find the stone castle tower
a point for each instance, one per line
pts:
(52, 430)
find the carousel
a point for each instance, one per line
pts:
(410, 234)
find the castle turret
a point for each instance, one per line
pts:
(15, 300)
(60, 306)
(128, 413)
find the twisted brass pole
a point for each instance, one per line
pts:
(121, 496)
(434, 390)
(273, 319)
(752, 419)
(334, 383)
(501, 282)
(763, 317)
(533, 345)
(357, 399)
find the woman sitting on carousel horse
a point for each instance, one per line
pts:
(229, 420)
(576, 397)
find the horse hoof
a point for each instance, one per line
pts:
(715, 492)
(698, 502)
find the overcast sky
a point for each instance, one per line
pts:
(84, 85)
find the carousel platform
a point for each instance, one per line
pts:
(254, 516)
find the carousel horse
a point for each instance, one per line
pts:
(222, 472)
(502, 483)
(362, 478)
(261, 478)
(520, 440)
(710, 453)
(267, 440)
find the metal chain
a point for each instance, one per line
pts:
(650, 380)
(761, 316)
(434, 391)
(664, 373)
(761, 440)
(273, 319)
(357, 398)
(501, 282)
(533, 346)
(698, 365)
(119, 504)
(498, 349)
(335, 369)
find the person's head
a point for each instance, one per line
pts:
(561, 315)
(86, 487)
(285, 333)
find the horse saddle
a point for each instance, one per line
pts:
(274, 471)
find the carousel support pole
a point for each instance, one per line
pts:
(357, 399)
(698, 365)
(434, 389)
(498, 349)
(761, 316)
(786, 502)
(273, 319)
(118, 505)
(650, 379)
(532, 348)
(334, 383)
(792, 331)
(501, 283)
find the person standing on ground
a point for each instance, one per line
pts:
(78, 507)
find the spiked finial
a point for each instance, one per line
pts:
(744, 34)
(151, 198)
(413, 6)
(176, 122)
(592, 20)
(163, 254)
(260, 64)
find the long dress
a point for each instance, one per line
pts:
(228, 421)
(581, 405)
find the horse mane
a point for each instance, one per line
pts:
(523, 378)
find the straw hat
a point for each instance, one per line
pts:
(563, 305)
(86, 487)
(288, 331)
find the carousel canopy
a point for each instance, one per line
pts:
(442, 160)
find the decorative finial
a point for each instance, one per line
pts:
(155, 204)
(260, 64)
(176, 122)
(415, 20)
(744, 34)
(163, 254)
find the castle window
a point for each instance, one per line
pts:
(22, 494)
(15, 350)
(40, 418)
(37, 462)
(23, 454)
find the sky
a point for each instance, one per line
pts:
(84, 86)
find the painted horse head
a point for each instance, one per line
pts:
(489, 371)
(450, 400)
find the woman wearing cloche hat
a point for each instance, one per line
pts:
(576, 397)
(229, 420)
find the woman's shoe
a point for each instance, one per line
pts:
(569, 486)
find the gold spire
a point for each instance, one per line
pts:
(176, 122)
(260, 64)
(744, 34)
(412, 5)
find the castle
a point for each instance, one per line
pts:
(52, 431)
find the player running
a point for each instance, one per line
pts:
########################################
:: What is required ::
Write every record out again, letter for letter.

:: Result for this task ::
find the stone castle tower
a point for each instance, one per line
pts:
(52, 430)
find the carousel
a point for each instance, one per line
pts:
(410, 234)
find the castle turret
a point for each instance, one per line
pts:
(15, 300)
(60, 306)
(128, 413)
find the twisted brass pole
a point for each instance, one per line
pts:
(121, 496)
(434, 390)
(273, 319)
(752, 419)
(334, 383)
(501, 282)
(763, 317)
(533, 345)
(357, 399)
find the woman sitting on carousel horse
a point for each instance, one per line
pts:
(229, 420)
(576, 397)
find the horse hoof
a point for each instance, one per line
pts:
(715, 492)
(698, 502)
find the overcast sky
a point for each instance, one per line
pts:
(84, 85)
find the carousel platform
a point for each instance, one per line
pts:
(254, 516)
find the carousel horse
a point for each instance, one per line
pts:
(222, 472)
(502, 483)
(362, 478)
(261, 478)
(520, 440)
(710, 453)
(267, 440)
find the metal chain
a point for each instance, one per line
pts:
(650, 380)
(761, 316)
(434, 391)
(664, 373)
(761, 440)
(273, 319)
(357, 398)
(501, 282)
(533, 346)
(698, 365)
(119, 504)
(498, 349)
(335, 369)
find the person's head
a point for each instance, one per line
pts:
(561, 315)
(86, 487)
(285, 333)
find the horse saddle
a point for each instance, one per line
pts:
(274, 471)
find the carousel support pole
a point for each instance, one per line
pts:
(357, 399)
(698, 365)
(434, 389)
(498, 349)
(761, 316)
(786, 502)
(273, 319)
(118, 505)
(650, 379)
(532, 348)
(334, 383)
(792, 331)
(501, 283)
find the person standing on ground
a point for each instance, one per line
pts:
(78, 507)
find the spiked finial
a point for each instance, one per line
pts:
(744, 34)
(151, 198)
(413, 6)
(176, 122)
(592, 20)
(163, 254)
(260, 64)
find the long dress
a point for each instance, one per line
pts:
(228, 421)
(581, 405)
find the horse mane
a point for each instance, one per line
pts:
(523, 378)
find the straw hat
a point for each instance, one per line
pts:
(563, 305)
(86, 487)
(288, 331)
find the carousel canopy
a point for each instance, one per line
pts:
(442, 160)
find the decorative finial
a point for each instance, one per line
pts:
(155, 204)
(260, 64)
(176, 122)
(415, 20)
(744, 34)
(163, 254)
find the castle window
a point for each instance, one per line
pts:
(22, 494)
(15, 350)
(40, 418)
(37, 462)
(23, 454)
find the sky
a point for each instance, one per line
pts:
(84, 86)
find the painted horse head
a point for each instance, one per line
pts:
(489, 371)
(450, 400)
find the woman wearing cloche hat
a point for each instance, one per line
pts:
(576, 397)
(229, 420)
find the woman's shoe
a point for each instance, one per line
pts:
(569, 486)
find the gold spire
a point for each instance, one per line
pts:
(176, 122)
(260, 64)
(744, 34)
(412, 5)
find the castle
a point for each instance, one per line
pts:
(52, 431)
find the player running
a point for each instance, one per line
pts:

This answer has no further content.